SET PROBLEM
Copy out the items below, swapping each "leafy tree" for "green tree" and keeping everything else the same.

· · · ·

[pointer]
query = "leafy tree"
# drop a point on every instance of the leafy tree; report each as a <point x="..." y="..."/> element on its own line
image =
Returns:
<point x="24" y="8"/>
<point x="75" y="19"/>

· · · ·

SOLUTION FOR THIS EXERCISE
[pointer]
query = "green tree"
# drop a point on every instance of the green tree; report each as a <point x="..." y="..."/> element on its own line
image =
Returns:
<point x="24" y="8"/>
<point x="75" y="19"/>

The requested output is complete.